Directions for this task: Reproduce word for word the part of the data that opens with the line containing "microphone listed here." and closes with the line containing "[(465, 164), (640, 154)]", including both of those lines.

─── Input ───

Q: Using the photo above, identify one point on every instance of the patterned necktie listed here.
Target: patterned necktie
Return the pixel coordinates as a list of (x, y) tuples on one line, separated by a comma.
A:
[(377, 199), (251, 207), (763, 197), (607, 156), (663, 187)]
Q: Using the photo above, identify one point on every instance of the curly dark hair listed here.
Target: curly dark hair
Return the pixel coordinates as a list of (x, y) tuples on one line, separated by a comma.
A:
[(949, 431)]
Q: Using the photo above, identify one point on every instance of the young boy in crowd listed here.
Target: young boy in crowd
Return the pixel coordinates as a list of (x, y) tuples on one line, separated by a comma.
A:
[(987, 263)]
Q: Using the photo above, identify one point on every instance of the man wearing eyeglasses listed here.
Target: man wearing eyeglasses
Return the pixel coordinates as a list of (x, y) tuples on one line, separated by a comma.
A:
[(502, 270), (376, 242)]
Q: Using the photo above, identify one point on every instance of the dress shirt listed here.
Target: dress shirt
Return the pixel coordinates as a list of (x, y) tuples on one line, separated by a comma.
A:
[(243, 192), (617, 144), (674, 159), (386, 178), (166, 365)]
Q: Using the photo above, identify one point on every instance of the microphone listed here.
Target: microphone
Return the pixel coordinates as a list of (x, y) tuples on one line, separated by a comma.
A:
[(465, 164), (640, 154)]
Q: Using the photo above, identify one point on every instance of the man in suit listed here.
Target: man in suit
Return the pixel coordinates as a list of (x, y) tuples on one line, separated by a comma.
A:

───

Written answer:
Q: Using the photo above, identify one point on every instance of the microphone listed here.
Target: microphone
Return the pixel coordinates as a list of (x, y) tuples on one line, separated by a comma.
A:
[(465, 164), (640, 154)]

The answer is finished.